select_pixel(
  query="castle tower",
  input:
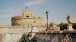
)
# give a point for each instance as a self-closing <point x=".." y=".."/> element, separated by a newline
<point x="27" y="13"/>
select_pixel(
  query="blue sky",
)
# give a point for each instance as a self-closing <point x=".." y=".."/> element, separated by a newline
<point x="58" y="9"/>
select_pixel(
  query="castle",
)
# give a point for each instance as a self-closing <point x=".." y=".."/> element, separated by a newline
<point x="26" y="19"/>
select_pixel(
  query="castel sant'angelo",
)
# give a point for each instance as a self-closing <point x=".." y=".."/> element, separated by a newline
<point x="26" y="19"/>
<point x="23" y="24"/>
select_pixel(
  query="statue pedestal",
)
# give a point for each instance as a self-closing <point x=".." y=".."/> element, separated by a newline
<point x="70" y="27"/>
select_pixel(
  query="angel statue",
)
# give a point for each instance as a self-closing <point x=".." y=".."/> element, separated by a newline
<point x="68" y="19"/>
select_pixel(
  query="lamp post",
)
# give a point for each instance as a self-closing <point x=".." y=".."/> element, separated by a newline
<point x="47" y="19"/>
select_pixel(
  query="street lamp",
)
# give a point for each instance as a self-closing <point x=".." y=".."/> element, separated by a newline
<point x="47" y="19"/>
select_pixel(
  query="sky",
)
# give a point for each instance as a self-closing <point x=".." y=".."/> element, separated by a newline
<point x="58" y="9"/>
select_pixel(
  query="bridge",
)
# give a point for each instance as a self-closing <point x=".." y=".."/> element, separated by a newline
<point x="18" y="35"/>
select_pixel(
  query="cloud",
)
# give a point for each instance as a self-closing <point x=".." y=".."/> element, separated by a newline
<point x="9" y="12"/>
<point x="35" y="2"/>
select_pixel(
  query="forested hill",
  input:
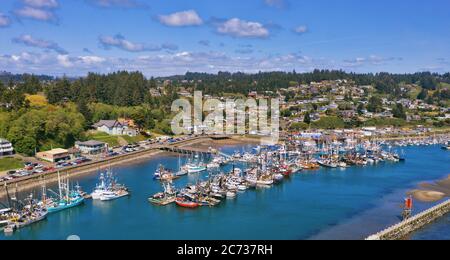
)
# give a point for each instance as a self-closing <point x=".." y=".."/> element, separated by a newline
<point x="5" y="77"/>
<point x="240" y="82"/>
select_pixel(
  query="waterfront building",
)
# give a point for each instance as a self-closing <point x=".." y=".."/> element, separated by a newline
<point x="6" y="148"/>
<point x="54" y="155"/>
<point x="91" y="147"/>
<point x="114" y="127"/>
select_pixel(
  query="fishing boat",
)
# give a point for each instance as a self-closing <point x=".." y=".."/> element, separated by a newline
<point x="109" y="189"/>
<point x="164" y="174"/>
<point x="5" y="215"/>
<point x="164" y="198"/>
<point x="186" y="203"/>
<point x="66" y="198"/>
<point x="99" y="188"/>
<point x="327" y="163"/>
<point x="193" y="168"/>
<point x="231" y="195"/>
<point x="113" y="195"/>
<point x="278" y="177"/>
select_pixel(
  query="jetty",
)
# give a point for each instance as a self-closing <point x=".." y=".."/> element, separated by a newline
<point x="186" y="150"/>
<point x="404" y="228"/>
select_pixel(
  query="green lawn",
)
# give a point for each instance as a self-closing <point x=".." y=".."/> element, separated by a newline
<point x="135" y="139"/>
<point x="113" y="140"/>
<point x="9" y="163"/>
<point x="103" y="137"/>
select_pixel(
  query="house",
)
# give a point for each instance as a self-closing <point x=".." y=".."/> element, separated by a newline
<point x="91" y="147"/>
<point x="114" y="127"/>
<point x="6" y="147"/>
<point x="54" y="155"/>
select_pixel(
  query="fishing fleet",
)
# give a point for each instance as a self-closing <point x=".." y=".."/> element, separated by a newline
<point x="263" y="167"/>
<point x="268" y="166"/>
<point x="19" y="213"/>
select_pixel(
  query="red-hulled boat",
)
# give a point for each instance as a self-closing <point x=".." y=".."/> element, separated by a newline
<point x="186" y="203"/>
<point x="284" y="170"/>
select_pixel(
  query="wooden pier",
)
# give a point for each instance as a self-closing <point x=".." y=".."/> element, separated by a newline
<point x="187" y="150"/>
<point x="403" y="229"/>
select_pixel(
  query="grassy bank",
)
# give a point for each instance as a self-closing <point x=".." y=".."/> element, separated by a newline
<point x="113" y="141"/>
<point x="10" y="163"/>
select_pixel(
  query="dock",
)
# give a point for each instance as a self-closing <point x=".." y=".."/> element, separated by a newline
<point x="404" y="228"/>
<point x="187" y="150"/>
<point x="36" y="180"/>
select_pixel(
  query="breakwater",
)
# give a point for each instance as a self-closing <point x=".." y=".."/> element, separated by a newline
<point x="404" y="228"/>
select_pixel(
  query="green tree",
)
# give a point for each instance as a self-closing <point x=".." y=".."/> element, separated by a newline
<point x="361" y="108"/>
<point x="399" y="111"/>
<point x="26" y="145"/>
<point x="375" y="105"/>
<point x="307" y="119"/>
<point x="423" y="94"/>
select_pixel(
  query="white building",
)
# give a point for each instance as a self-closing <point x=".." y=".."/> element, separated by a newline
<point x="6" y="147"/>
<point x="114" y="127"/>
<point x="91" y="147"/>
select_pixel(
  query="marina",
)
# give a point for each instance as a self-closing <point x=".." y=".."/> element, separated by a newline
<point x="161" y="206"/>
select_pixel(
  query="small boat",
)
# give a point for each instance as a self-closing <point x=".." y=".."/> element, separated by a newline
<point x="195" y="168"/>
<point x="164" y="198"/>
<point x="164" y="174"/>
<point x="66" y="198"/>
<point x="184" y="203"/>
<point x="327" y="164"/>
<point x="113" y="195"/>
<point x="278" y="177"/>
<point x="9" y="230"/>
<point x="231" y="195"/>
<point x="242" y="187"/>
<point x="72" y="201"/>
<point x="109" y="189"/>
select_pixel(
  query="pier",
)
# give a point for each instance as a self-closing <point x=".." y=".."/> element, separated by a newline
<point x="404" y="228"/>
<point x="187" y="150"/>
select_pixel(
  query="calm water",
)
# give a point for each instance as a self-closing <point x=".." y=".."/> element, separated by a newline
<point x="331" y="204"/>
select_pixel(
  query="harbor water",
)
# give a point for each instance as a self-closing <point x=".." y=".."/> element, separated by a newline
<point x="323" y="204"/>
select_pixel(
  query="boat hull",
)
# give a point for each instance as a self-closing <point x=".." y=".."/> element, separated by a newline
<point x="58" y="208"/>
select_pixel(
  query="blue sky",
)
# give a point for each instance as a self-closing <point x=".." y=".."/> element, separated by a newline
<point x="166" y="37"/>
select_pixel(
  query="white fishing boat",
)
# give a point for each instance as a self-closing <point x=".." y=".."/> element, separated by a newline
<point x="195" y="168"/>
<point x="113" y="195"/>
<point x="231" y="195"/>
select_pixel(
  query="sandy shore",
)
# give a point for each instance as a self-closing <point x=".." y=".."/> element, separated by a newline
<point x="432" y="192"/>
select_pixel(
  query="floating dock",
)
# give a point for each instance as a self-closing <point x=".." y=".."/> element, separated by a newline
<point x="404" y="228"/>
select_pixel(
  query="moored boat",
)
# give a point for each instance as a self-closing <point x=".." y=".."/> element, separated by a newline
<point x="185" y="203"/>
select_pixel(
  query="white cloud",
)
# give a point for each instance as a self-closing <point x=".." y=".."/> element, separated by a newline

═══

> _Given problem_
Print out the material word for word, omitting the pictures.

> _Response to the exercise_
select_pixel(
  query="castle tower",
  input:
)
# give a point for each instance as a self-closing <point x=".." y=".."/> element, separated by a newline
<point x="27" y="13"/>
select_pixel(
  query="blue sky",
)
# give a point for each instance as a self-closing <point x=".." y=".."/> element, separated by a newline
<point x="58" y="9"/>
select_pixel(
  query="castle",
)
# give a point for each instance as a self-closing <point x=".." y=".."/> element, separated by a newline
<point x="26" y="19"/>
select_pixel(
  query="castel sant'angelo",
)
# give a point for each instance as a self-closing <point x=".." y=".."/> element, separated by a newline
<point x="26" y="19"/>
<point x="23" y="24"/>
select_pixel(
  query="statue pedestal",
)
# give a point for each instance as a self-closing <point x=".." y=".."/> element, separated by a newline
<point x="70" y="27"/>
select_pixel(
  query="angel statue",
)
# give a point for each instance as a self-closing <point x=".." y=".."/> element, separated by a newline
<point x="68" y="19"/>
select_pixel(
  query="lamp post",
)
# give a point for each instance as a self-closing <point x=".." y=".."/> element, separated by a newline
<point x="47" y="19"/>
select_pixel(
  query="street lamp",
)
# give a point for each instance as a self-closing <point x=".." y=".."/> element, separated by a newline
<point x="47" y="19"/>
select_pixel(
  query="sky",
)
# give a point for each instance as a self-closing <point x=".." y=".."/> element, separated by a newline
<point x="58" y="9"/>
select_pixel(
  query="bridge",
)
# give a point for each instance as a self-closing <point x=".." y=".."/> element, separated by a newline
<point x="18" y="35"/>
select_pixel(
  query="cloud",
)
# give a point for each instance as a self-closing <point x=".." y=".."/> element, separated by a newline
<point x="9" y="12"/>
<point x="35" y="2"/>
select_pixel(
  query="forested hill",
  input:
)
# give a point for each instance as a self-closing <point x=".." y=".."/> element, separated by a newline
<point x="5" y="77"/>
<point x="240" y="82"/>
select_pixel(
  query="waterfront building",
)
# give a point for each instance as a self-closing <point x=".." y=".."/> element, separated by a newline
<point x="6" y="148"/>
<point x="54" y="155"/>
<point x="91" y="147"/>
<point x="114" y="127"/>
select_pixel(
  query="fishing boat",
)
# give a point for each instance as a self-closing <point x=".." y=".."/> element, separated by a newline
<point x="109" y="189"/>
<point x="164" y="174"/>
<point x="5" y="215"/>
<point x="164" y="198"/>
<point x="186" y="203"/>
<point x="66" y="198"/>
<point x="99" y="188"/>
<point x="327" y="163"/>
<point x="193" y="168"/>
<point x="231" y="195"/>
<point x="113" y="195"/>
<point x="278" y="177"/>
select_pixel(
  query="jetty",
)
# give a point for each instance as a self-closing <point x=".." y=".."/> element, separated by a newline
<point x="186" y="150"/>
<point x="404" y="228"/>
select_pixel(
  query="green lawn",
)
# give a point for each instance as a self-closing <point x=".." y=".."/> element, separated by a newline
<point x="135" y="139"/>
<point x="113" y="140"/>
<point x="9" y="163"/>
<point x="103" y="137"/>
select_pixel(
  query="house",
)
# give a point for each instance as a self-closing <point x=".." y=".."/> element, separated by a newline
<point x="91" y="147"/>
<point x="114" y="127"/>
<point x="6" y="147"/>
<point x="54" y="155"/>
select_pixel(
  query="fishing fleet",
)
# give a point for each instance as a self-closing <point x=".." y=".."/> element, separated by a newline
<point x="263" y="167"/>
<point x="268" y="166"/>
<point x="19" y="213"/>
select_pixel(
  query="red-hulled boat",
)
# give a point for each instance as a self-closing <point x=".." y=".."/> element, separated by a newline
<point x="186" y="203"/>
<point x="284" y="170"/>
select_pixel(
  query="wooden pier",
)
# give a point for each instance as a self-closing <point x=".." y=".."/> element, separated by a newline
<point x="187" y="150"/>
<point x="403" y="229"/>
select_pixel(
  query="grassy bank",
)
# give a point for each instance as a self-closing <point x=".." y=".."/> element, separated by a newline
<point x="113" y="141"/>
<point x="10" y="163"/>
select_pixel(
  query="dock",
)
# give a point for each instance as a self-closing <point x=".." y=".."/> element, separated by a newline
<point x="404" y="228"/>
<point x="187" y="150"/>
<point x="36" y="180"/>
select_pixel(
  query="breakwater",
)
# give a point for each instance as a self-closing <point x=".." y=".."/> element, separated by a newline
<point x="404" y="228"/>
select_pixel(
  query="green tree",
)
# give a point for each instance as a self-closing <point x=".." y=".."/> element, separated by a newline
<point x="361" y="108"/>
<point x="399" y="111"/>
<point x="26" y="145"/>
<point x="375" y="105"/>
<point x="307" y="119"/>
<point x="423" y="94"/>
select_pixel(
  query="white building",
)
# give a point for each instance as a self-closing <point x=".." y=".."/> element, separated by a newline
<point x="6" y="147"/>
<point x="114" y="127"/>
<point x="91" y="147"/>
select_pixel(
  query="marina",
)
# give a point for each instance as a self-closing <point x=".." y=".."/> element, separated by a newline
<point x="161" y="206"/>
select_pixel(
  query="small boat",
)
# give a point for each instance as a self-closing <point x=".." y=".."/> element, separated by a newline
<point x="195" y="168"/>
<point x="164" y="198"/>
<point x="164" y="174"/>
<point x="66" y="198"/>
<point x="184" y="203"/>
<point x="327" y="164"/>
<point x="113" y="195"/>
<point x="278" y="177"/>
<point x="9" y="230"/>
<point x="231" y="195"/>
<point x="242" y="187"/>
<point x="72" y="201"/>
<point x="109" y="189"/>
select_pixel(
  query="pier",
)
# give a point for each instance as a self-closing <point x=".." y=".."/> element, separated by a newline
<point x="404" y="228"/>
<point x="187" y="150"/>
select_pixel(
  query="calm water",
)
# give a point for each instance as a self-closing <point x=".." y=".."/> element, separated by a newline
<point x="331" y="204"/>
select_pixel(
  query="harbor water",
)
# give a point for each instance as a self-closing <point x=".." y=".."/> element, separated by a newline
<point x="323" y="204"/>
select_pixel(
  query="boat hull",
)
# give a point for each instance as a self-closing <point x=".." y=".."/> element, separated by a newline
<point x="58" y="208"/>
select_pixel(
  query="blue sky",
)
# give a point for each instance as a self-closing <point x=".." y=".."/> element, separated by a newline
<point x="166" y="37"/>
select_pixel(
  query="white fishing boat",
)
# give a point for each instance as a self-closing <point x=".." y=".."/> element, separated by a newline
<point x="195" y="168"/>
<point x="113" y="195"/>
<point x="231" y="195"/>
select_pixel(
  query="sandy shore",
)
# give a point for each instance as a self-closing <point x=".." y=".."/> element, separated by a newline
<point x="432" y="192"/>
select_pixel(
  query="floating dock",
)
# give a point for each instance as a self-closing <point x=".." y=".."/> element, separated by a newline
<point x="404" y="228"/>
select_pixel(
  query="moored boat",
)
# give a point for each instance as a self-closing <point x=".." y=".."/> element, separated by a newline
<point x="185" y="203"/>
select_pixel(
  query="white cloud",
)
# give a point for each instance as a self-closing <point x=".." y=".."/> element, separated by a newline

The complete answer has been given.